→ **GIVEN EXERCISE A**
In the passage on C and C++ type syntax below, set down word for word the part starting with "the actual problem" and going on through "C++'s reference types.".

C's type annotation system can be pretty unintuitive at first, at least compared to what most modern langauges do. this boils down to the following: most languages will directly state the type of the variable. x
is an int
, x
is a string[]
, x
is a Widget
. C, however, tells you what operations you need to apply to the variable to get the type specified. c
is an int
, *c
is a char
, c()
is a short
, *(*c[])()[]
is an unsigned long
. this is perfectly fine, and only strange in hindsight when almost eevery other language does the opposite.
the actual problem arises when we get to C++, a language which takes C and attempts to tack modern functionality onto it. most C code is supposed to run in C++, so C++ has the same basic syntax. the problem is, of course, that this basic syntax has holdovers that do not extend well. one prominent example is C++'s reference types.

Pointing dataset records
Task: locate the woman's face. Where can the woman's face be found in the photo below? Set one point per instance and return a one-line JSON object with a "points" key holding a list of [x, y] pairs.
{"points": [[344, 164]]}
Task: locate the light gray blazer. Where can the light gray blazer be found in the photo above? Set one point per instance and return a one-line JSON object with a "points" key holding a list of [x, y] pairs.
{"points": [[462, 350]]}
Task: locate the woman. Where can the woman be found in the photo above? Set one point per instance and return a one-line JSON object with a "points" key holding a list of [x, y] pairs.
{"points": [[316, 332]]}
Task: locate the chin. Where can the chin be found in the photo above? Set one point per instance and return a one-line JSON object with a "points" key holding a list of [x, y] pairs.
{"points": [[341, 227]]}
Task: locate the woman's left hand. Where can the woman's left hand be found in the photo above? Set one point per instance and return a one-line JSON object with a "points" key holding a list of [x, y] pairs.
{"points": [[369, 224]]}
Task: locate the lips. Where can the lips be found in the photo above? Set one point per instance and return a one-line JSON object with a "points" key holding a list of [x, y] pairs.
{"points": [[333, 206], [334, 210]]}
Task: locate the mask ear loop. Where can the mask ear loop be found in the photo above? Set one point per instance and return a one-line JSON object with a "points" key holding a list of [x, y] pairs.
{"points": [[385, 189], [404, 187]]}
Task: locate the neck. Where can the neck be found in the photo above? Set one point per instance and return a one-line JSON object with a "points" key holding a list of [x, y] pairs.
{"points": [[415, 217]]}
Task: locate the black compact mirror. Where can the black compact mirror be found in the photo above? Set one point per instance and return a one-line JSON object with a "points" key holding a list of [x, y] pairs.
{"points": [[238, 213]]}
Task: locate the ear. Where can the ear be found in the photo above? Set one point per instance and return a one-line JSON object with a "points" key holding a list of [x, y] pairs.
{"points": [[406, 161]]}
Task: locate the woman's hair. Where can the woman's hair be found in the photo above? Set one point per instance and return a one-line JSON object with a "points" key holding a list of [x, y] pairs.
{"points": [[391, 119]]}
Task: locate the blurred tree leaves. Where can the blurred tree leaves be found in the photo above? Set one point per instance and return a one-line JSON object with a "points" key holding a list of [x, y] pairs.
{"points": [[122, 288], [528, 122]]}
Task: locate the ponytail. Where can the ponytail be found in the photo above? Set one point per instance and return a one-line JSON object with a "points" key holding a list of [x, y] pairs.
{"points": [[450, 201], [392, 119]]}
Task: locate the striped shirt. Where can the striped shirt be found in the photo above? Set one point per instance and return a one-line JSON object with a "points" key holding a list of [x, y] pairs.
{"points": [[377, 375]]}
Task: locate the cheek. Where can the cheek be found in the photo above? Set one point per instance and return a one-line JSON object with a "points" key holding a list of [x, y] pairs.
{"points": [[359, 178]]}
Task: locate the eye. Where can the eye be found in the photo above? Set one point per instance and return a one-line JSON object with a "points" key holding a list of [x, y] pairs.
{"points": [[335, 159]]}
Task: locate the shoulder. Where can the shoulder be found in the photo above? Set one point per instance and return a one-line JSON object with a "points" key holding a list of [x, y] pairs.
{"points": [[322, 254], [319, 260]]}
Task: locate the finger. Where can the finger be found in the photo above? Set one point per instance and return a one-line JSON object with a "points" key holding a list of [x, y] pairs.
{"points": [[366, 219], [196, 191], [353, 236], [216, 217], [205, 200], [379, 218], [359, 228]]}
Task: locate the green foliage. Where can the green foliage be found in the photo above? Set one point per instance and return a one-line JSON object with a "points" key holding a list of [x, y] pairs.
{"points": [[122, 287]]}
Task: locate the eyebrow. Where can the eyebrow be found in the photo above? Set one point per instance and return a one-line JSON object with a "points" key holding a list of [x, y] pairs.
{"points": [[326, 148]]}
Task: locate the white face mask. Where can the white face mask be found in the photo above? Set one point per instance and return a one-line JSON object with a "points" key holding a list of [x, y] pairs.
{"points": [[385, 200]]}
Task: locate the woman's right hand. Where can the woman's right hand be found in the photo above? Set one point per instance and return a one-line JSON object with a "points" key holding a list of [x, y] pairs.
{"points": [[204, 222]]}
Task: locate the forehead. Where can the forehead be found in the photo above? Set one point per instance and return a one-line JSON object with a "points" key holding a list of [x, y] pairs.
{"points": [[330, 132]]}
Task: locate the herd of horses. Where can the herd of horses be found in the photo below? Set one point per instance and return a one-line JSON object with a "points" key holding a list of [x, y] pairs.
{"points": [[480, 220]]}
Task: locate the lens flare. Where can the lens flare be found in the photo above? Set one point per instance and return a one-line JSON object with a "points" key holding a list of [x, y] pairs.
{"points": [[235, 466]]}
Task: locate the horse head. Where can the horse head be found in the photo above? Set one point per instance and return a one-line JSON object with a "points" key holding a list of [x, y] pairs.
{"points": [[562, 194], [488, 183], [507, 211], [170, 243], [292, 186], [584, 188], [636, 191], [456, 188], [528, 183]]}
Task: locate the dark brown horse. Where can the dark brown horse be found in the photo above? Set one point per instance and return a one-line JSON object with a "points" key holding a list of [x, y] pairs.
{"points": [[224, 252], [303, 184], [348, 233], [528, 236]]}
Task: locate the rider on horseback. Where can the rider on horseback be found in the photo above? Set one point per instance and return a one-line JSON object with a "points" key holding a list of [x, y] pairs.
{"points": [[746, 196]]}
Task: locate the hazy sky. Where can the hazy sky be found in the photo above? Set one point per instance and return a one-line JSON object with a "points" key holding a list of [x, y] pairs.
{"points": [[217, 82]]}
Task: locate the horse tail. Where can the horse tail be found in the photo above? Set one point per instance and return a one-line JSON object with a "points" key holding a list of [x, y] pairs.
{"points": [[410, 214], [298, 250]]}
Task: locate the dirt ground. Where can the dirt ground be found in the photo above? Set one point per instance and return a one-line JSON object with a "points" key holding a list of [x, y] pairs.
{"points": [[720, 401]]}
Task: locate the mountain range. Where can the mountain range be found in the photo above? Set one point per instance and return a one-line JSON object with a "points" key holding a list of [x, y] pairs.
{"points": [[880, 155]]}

→ **GIVEN EXERCISE B**
Extract the lines of the records above, starting with the line with "Task: locate the mountain" and going on through the end of the records.

→ **FULL RESPONSE A**
the actual problem arises when we get to C++, a language which takes C and attempts to tack modern functionality onto it. most C code is supposed to run in C++, so C++ has the same basic syntax. the problem is, of course, that this basic syntax has holdovers that do not extend well. one prominent example is C++'s reference types.

→ **FULL RESPONSE B**
Task: locate the mountain range. Where can the mountain range be found in the photo above? Set one point per instance and return a one-line JSON object with a "points" key holding a list of [x, y] pairs.
{"points": [[880, 155]]}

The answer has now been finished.